EXTRACTED DATA:
-- Opening Marker --

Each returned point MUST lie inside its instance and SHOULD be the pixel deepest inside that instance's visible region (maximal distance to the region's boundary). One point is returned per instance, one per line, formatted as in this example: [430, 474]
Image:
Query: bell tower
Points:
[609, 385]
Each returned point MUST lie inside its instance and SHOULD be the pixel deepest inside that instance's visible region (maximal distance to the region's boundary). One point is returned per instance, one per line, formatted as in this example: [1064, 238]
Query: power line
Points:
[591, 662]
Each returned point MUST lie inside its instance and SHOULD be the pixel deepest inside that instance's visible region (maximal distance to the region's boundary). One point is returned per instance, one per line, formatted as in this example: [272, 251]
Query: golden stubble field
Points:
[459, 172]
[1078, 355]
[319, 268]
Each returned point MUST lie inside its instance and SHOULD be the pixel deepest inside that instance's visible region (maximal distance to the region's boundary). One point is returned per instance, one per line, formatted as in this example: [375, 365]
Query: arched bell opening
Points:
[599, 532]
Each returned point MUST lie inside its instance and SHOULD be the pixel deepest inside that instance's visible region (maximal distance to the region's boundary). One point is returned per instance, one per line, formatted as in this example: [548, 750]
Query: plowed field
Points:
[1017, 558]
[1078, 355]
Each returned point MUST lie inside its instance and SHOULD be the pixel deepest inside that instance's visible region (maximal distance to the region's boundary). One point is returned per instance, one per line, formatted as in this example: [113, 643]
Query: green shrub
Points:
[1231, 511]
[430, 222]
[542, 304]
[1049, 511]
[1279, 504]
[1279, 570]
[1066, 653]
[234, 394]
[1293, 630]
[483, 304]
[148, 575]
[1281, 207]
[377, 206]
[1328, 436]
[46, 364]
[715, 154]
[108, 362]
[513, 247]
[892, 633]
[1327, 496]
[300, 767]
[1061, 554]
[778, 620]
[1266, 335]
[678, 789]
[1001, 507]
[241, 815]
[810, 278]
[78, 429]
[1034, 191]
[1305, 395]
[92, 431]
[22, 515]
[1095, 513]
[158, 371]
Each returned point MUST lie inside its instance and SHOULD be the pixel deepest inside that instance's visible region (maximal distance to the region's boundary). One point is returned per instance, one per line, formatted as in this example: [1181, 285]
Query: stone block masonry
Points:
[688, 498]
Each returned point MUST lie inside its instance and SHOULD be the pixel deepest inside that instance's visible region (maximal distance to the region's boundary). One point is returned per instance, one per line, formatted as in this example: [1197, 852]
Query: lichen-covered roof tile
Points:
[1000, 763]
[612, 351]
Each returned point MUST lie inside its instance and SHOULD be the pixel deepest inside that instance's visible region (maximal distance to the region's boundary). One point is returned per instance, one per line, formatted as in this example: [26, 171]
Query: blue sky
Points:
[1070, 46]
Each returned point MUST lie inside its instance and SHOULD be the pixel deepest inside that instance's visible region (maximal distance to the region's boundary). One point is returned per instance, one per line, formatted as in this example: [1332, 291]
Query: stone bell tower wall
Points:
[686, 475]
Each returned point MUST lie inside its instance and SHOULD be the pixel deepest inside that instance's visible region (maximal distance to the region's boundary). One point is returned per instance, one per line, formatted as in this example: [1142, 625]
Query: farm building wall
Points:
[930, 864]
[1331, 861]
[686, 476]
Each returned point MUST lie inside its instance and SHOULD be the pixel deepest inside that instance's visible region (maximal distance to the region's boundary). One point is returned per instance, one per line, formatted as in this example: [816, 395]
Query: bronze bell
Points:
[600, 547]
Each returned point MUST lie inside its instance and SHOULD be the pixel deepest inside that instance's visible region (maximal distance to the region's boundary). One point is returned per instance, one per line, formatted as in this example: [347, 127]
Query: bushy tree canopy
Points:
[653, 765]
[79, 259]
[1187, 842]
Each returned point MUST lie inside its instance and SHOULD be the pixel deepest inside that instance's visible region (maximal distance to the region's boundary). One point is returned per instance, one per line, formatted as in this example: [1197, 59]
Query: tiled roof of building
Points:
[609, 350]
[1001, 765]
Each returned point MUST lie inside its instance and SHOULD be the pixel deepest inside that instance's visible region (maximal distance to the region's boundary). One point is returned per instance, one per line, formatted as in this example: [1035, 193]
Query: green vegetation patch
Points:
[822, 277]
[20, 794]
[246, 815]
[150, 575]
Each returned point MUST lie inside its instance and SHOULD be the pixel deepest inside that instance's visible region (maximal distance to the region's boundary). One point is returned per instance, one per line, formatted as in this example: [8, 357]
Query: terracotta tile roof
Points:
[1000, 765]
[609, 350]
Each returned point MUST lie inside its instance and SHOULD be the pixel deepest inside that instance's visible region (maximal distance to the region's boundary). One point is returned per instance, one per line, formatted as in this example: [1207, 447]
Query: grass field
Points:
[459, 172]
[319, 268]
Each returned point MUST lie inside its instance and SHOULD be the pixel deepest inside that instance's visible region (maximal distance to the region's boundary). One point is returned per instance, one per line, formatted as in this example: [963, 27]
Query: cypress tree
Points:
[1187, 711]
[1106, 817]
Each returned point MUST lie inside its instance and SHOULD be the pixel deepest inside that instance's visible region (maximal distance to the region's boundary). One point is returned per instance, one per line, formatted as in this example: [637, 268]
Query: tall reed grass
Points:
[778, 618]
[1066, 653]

-- Closing Marker --

EXERCISE OBJECTIVE:
For the lines above, output exactly those from the line containing "example: [1142, 625]" through the line containing "Query: green vegetation patch", and skip the others.

OUTPUT FOR THIS EXERCISE:
Each returned point MUST lie inside its instance and SHOULD be the pixel deepest inside that instance's visible region (maximal distance to the region's boundary). One point is returned per instance, one per line, formatted as in this example: [1142, 625]
Query: farm building wall
Points:
[930, 864]
[1331, 861]
[686, 476]
Each returned point MUST lie inside its instance and SHOULD be the pixel deepest inside that instance's visible region (maximal distance to the region's boundary). One point is returned per instance, one per line, formatted as in this example: [816, 395]
Query: bronze bell
Points:
[600, 547]
Each returned point MUST lie inside its instance and SHOULD be the pixel deepest inside that instance's visible region (maximal distance to the region's boundary). One point is returned per instance, one per line, formatted as in this example: [347, 127]
Query: bushy tree canopy
Points:
[653, 765]
[79, 259]
[1187, 842]
Each returned point MUST lie inside its instance and SHOULD be the pixel deepest inside that instance's visible region (maximal distance to the region's boundary). One point is returned per instance, one per line, formatted as in this example: [1197, 59]
Query: tiled roof of building
Points:
[609, 350]
[1001, 765]
Each returned point MUST lie inside its instance and SHOULD be the pixel deepest inside that instance's visible region (maximal distance to the region's boundary). One point is returned per instance, one per line, formatted as in this example: [1035, 193]
Query: green vegetation patch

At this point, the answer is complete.